(Dataset records on object locations)
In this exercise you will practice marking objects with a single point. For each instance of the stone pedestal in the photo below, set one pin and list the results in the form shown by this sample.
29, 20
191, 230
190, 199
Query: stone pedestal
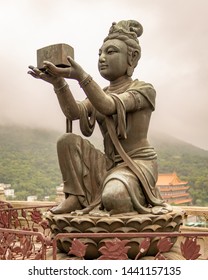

(Required task):
Return every line of the listing above that contains the string "stone", matching case exactly.

(Exercise result):
In this exercise you will practice marking objects with a single point. For each instance of the stone pedestal in the photo below, set one pin and list the results in the form shown by this sample.
Query: stone pedestal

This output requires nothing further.